• **What you should do**
Look through the data below and show every line that includes "window".

>>>

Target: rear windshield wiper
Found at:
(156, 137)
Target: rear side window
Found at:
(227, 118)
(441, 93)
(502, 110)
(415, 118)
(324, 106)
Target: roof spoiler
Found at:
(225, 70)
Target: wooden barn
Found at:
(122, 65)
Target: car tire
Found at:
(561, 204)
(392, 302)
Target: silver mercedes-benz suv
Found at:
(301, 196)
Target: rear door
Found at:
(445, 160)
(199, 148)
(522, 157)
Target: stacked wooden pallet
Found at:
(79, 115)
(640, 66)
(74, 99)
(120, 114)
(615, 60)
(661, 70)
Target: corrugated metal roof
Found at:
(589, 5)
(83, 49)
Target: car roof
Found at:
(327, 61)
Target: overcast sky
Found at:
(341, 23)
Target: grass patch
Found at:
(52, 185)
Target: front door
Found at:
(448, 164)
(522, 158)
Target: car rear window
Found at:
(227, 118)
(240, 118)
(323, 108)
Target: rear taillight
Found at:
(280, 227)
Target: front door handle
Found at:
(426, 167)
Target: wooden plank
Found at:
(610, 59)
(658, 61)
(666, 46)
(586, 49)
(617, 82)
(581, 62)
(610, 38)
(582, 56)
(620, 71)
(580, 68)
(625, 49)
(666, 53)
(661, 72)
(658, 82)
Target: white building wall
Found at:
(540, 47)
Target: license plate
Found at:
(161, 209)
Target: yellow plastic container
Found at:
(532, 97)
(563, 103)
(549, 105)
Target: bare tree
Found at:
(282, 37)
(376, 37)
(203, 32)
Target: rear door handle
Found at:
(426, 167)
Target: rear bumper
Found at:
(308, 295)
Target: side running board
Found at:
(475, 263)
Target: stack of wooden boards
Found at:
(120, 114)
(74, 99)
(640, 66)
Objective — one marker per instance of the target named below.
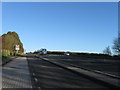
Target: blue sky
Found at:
(83, 27)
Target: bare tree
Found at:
(107, 51)
(116, 46)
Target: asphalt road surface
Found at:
(47, 75)
(105, 65)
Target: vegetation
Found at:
(9, 41)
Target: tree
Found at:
(116, 46)
(9, 41)
(107, 51)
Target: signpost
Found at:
(17, 48)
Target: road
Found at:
(105, 65)
(48, 75)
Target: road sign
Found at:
(17, 47)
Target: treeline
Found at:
(87, 55)
(9, 41)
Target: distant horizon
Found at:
(62, 26)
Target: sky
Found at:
(62, 26)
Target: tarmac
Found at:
(15, 74)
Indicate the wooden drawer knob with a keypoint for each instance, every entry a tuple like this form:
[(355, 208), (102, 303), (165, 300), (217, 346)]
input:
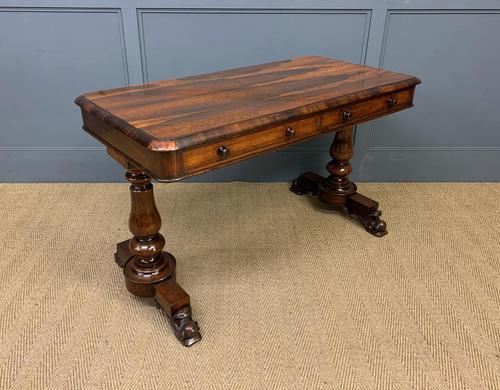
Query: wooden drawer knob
[(223, 152), (289, 132), (346, 116)]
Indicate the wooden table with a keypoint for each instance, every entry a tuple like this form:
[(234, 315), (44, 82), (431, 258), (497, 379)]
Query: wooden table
[(173, 129)]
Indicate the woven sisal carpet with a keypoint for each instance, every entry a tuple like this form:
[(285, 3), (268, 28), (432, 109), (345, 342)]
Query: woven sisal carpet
[(288, 294)]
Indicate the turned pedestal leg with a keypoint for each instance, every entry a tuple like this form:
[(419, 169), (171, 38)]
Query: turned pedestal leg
[(150, 272), (337, 190)]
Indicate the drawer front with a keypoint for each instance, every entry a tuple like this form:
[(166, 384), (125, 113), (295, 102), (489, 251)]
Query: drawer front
[(352, 114), (220, 153), (217, 154)]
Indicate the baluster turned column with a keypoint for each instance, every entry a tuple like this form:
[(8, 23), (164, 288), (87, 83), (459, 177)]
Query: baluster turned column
[(336, 187), (149, 264)]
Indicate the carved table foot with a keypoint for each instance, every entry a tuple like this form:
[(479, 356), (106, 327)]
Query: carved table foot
[(149, 271), (336, 189)]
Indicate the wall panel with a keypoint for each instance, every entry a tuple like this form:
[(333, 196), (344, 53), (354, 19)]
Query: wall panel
[(452, 133)]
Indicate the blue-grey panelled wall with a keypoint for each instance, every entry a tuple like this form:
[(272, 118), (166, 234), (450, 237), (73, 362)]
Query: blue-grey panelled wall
[(52, 51)]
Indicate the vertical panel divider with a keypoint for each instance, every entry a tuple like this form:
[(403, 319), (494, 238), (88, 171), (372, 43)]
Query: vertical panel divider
[(132, 47), (373, 52)]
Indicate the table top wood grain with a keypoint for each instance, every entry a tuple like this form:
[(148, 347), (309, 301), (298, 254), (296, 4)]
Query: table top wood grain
[(176, 114)]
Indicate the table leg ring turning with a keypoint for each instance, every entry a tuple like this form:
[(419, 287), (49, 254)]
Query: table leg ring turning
[(149, 271)]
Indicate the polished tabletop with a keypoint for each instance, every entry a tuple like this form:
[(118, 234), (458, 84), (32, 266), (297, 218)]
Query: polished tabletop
[(173, 114)]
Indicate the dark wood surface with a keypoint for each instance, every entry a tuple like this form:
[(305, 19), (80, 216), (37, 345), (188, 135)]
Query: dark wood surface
[(173, 129), (173, 114), (177, 128)]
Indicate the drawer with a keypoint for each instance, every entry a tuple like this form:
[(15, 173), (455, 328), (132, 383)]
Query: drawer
[(368, 109), (220, 153)]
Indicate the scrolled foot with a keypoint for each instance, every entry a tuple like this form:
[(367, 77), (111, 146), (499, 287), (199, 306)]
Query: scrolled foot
[(185, 328), (366, 210), (375, 225)]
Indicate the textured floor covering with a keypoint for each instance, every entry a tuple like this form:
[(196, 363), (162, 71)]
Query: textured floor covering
[(289, 295)]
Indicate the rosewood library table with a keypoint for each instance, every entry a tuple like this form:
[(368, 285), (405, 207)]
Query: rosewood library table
[(173, 129)]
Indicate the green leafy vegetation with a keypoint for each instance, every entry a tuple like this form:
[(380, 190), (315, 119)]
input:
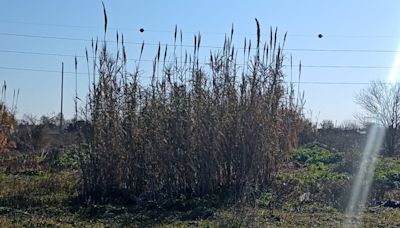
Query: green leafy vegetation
[(387, 173)]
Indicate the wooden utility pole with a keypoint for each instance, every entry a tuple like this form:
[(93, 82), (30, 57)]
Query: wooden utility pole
[(62, 95), (76, 89)]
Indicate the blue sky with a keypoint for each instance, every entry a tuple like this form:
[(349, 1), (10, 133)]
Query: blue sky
[(346, 25)]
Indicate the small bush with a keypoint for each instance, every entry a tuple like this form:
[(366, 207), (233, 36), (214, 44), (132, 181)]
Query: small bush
[(314, 155), (387, 173)]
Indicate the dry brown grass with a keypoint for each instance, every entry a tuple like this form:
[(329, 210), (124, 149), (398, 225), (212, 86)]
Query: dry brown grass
[(196, 129)]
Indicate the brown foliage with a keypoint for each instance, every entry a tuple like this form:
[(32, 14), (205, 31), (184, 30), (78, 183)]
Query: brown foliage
[(7, 128), (195, 129)]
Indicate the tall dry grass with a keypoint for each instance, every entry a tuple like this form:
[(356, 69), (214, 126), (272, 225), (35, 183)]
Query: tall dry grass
[(196, 129)]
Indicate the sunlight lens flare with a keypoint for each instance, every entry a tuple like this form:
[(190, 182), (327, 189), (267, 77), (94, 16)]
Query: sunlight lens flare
[(363, 179)]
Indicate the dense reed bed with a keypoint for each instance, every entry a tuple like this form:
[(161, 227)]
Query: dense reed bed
[(196, 129)]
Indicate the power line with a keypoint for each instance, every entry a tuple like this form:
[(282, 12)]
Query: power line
[(171, 31), (204, 46), (205, 63), (293, 82)]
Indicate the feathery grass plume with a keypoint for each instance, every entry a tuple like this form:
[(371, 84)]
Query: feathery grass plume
[(105, 19), (123, 50), (209, 134)]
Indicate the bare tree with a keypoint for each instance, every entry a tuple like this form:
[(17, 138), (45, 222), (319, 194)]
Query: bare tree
[(381, 103)]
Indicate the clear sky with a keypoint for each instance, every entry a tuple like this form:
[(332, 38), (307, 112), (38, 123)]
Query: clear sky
[(31, 31)]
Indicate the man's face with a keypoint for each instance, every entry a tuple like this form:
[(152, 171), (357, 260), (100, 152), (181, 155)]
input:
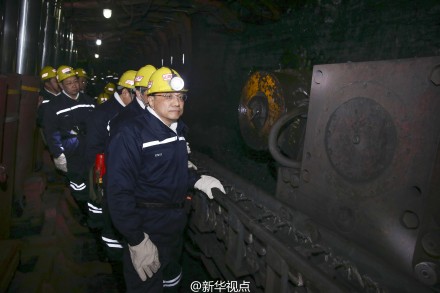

<<<

• **Worked solution**
Target: rear side window
Target: car rear window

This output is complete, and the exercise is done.